* _BRIEF_:
Update the data below by replacing every "Show me each one with a point" with "Mark each one with a point", and reproduce it with nothing else changed.

★ ★ ★ ★ ★

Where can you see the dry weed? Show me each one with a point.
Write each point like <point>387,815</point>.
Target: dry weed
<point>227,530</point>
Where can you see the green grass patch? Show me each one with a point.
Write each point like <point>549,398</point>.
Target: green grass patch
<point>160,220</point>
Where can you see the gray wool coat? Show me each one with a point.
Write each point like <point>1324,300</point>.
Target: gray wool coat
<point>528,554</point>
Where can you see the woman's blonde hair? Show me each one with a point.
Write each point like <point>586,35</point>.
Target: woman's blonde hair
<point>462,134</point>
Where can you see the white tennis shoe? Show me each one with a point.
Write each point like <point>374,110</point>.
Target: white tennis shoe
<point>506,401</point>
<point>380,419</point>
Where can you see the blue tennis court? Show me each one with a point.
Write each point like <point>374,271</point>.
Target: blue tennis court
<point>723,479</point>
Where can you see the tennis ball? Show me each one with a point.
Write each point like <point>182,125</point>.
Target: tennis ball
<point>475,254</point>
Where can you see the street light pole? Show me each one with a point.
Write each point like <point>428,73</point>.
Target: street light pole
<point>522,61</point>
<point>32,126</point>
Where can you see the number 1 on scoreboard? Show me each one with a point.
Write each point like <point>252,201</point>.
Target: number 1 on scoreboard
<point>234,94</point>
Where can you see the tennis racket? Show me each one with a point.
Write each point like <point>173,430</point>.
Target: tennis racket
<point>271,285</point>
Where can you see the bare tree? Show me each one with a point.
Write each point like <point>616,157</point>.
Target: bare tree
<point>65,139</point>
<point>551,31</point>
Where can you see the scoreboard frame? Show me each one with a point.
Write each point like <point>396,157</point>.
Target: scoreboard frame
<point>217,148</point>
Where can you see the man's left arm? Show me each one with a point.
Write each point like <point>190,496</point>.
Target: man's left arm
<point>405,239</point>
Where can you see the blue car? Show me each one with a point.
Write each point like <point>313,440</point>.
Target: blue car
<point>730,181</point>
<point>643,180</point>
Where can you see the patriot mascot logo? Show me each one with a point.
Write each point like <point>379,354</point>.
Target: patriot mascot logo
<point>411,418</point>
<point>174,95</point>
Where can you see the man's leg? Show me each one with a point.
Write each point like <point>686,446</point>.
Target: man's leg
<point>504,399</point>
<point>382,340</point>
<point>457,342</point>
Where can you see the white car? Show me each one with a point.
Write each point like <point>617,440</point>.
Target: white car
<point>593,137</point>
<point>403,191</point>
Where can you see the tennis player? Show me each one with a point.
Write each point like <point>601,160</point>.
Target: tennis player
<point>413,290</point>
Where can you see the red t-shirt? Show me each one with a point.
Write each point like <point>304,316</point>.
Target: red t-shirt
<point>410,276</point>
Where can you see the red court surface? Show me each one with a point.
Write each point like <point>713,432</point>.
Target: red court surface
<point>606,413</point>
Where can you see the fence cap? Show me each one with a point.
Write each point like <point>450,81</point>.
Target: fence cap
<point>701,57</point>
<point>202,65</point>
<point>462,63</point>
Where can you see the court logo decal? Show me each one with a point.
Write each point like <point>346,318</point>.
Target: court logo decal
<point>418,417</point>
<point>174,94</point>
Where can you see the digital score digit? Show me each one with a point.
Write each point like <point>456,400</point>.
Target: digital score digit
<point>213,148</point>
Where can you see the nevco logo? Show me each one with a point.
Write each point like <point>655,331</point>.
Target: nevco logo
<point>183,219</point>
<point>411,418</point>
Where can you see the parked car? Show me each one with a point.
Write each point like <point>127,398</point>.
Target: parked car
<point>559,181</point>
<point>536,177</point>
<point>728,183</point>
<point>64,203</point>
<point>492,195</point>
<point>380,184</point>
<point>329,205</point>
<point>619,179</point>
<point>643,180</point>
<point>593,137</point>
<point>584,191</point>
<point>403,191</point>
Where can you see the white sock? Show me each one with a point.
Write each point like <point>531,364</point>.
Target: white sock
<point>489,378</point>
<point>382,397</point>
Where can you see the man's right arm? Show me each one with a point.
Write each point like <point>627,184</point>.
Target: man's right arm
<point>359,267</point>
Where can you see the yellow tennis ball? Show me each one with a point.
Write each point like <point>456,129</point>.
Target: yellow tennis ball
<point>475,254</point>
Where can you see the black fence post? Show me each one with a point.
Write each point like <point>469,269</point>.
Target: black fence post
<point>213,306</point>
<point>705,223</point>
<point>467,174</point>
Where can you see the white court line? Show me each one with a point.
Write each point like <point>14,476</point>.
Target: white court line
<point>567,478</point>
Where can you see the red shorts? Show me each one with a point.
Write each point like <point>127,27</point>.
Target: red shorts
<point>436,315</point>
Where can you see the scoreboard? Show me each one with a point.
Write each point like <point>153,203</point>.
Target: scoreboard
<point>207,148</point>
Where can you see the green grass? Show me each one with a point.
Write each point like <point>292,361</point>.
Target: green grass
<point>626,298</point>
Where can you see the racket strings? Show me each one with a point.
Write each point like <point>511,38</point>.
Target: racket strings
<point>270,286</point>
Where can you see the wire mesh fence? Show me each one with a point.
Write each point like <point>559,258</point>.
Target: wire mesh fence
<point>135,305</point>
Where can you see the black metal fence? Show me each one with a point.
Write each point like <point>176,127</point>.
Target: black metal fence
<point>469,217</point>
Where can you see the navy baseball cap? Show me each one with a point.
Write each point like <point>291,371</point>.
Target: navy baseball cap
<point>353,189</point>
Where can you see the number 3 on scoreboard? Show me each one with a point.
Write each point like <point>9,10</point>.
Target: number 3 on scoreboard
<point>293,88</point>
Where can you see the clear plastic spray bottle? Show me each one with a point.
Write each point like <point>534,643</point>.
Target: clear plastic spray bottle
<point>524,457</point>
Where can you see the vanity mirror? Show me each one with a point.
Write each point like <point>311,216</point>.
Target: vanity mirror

★ ★ ★ ★ ★

* _EXPECTED ANSWER_:
Where can you see the dry weed? Mark each one with a point.
Write each point like <point>387,815</point>.
Target: dry weed
<point>227,530</point>
Where can you see the green grass patch? Mark each one with a point.
Write each point like <point>549,398</point>.
Target: green grass patch
<point>160,220</point>
Where can you see the gray wool coat? Mark each one with a point.
Write each point like <point>1324,300</point>.
Target: gray wool coat
<point>528,554</point>
Where can you see the woman's blonde hair? Mark each one with a point.
Write each point like <point>586,35</point>.
Target: woman's blonde hair
<point>462,134</point>
Where can you see the white tennis shoe? Mark each one with a point.
Write each point like <point>374,110</point>.
Target: white tennis shoe
<point>506,401</point>
<point>380,419</point>
Where can you see the blue tennis court? Mark each one with a point.
Write each point like <point>374,271</point>.
Target: blue tennis court
<point>723,479</point>
Where can you see the tennis ball? Mark each one with a point.
Write each point like <point>182,125</point>.
Target: tennis ball
<point>475,254</point>
Where can you see the street light pole? Mark each one with a point.
Write each point like <point>428,73</point>.
Target: street light pole
<point>522,61</point>
<point>32,126</point>
Where can you see the number 1 on scoreboard? Mark each one with a point.
Write each point like <point>252,201</point>.
Target: number 1 on scoreboard
<point>234,94</point>
Where can you see the tennis racket? Mark each one with a point.
Write each point like <point>173,430</point>.
Target: tennis racket
<point>271,285</point>
Where can you see the bare tree? Mark each one with a point.
Write each point like <point>616,157</point>.
Target: bare tree
<point>65,139</point>
<point>551,31</point>
Where can you see the scoreboard frame? Mark each one with a point.
Write each point like <point>396,157</point>.
Target: scoreboard frame
<point>217,148</point>
Where can you see the man's left arm? Mark each one with a point.
Write each point like <point>190,496</point>.
Target: man's left arm
<point>405,239</point>
Where can you see the blue car? Mark each one with a point.
Write each point like <point>313,440</point>.
Target: blue car
<point>730,181</point>
<point>643,180</point>
Where can you see the patriot mascot logo? Mark each one with a point.
Write each point like <point>379,354</point>.
Target: patriot mascot logo
<point>411,418</point>
<point>174,95</point>
Where can you see the man's leg? Mark each one with a point.
Write each point like <point>686,446</point>.
Target: man's leg
<point>504,399</point>
<point>382,340</point>
<point>457,342</point>
Where can you see the white car? Mark each one with a point.
Write each point like <point>617,440</point>.
Target: white car
<point>593,137</point>
<point>403,191</point>
Where can you see the tennis player? Mark each one with a point.
Write each point like <point>601,160</point>.
Target: tennis player
<point>413,290</point>
Where can you see the red t-shirt? Mark each one with a point.
Write each point like <point>304,316</point>.
Target: red t-shirt
<point>410,276</point>
Where can you see the red court surface? Mark each one with a point.
Write each point like <point>713,432</point>.
Target: red court surface
<point>606,413</point>
Where can you see the fence cap? Mark each one with a point.
Write each point like <point>450,81</point>.
Target: fence cap
<point>701,57</point>
<point>202,65</point>
<point>462,63</point>
Where can you see the court logo decal? Mark each one with a point.
Write each point like <point>346,318</point>.
Target: court logo decal
<point>418,417</point>
<point>174,94</point>
Where can you see the digital score digit? Mark each one with a point.
Write each point like <point>456,400</point>.
Target: digital score digit
<point>213,148</point>
Where can you see the nevco logo? Mark each one with a point.
Write each point like <point>655,331</point>.
Target: nevco logo
<point>183,219</point>
<point>411,418</point>
Where can you see the parked car? Mark each one with a point.
Write each point like <point>127,398</point>.
Target: parked car
<point>559,181</point>
<point>536,177</point>
<point>728,183</point>
<point>64,203</point>
<point>492,195</point>
<point>380,184</point>
<point>329,205</point>
<point>619,179</point>
<point>643,180</point>
<point>593,137</point>
<point>584,191</point>
<point>403,191</point>
Where can you see the white sock? Mark each one with a point.
Write each point like <point>531,364</point>.
Target: white sock
<point>489,378</point>
<point>382,397</point>
Where can you see the man's right arm? Mark each one with a point.
Write each point like <point>627,184</point>.
Target: man's right arm
<point>359,267</point>
Where can you see the yellow tennis ball? Mark each one with a point.
Write each point like <point>456,129</point>.
Target: yellow tennis ball
<point>475,254</point>
Where can you see the black fence post? Mark each one with a point.
Write each point like <point>469,269</point>.
Target: black fence post
<point>213,306</point>
<point>705,223</point>
<point>467,174</point>
Where can you see the white court line? Mark each one with a point.
Write each point like <point>14,476</point>.
Target: white court line
<point>567,478</point>
Where can you see the red shorts? Mark each one with a point.
Write each point like <point>127,27</point>.
Target: red shorts
<point>436,315</point>
Where can you see the scoreboard? Mark each one with a point.
Write each point like <point>153,203</point>.
Target: scoreboard
<point>207,148</point>
Where can you see the green grass? Mark each one with a point.
Write each point like <point>292,361</point>.
Target: green grass
<point>626,298</point>
Where can you see the racket strings? Mark each one with a point.
Write each point like <point>511,38</point>.
Target: racket strings
<point>270,286</point>
Where can you see the wire mesh fence? Mark each one with a point.
Write each point like <point>559,258</point>.
Target: wire mesh fence
<point>135,305</point>
Where can you see the black metal fence? Mark each one with a point.
Write each point like <point>176,127</point>.
Target: black metal fence
<point>469,217</point>
Where can you see the navy baseball cap? Mark each one with a point.
Write each point like <point>291,371</point>.
Target: navy baseball cap
<point>353,189</point>
Where can you see the number 3 on scoreboard? Mark each one with a point.
Write each point like <point>9,10</point>.
Target: number 3 on scoreboard
<point>293,88</point>
Where can you see the clear plastic spray bottle? Mark each one with a point.
Write each point like <point>534,643</point>.
Target: clear plastic spray bottle
<point>524,457</point>
Where can you see the vanity mirror? Mark each one with a point.
Write each point like <point>311,216</point>.
Target: vanity mirror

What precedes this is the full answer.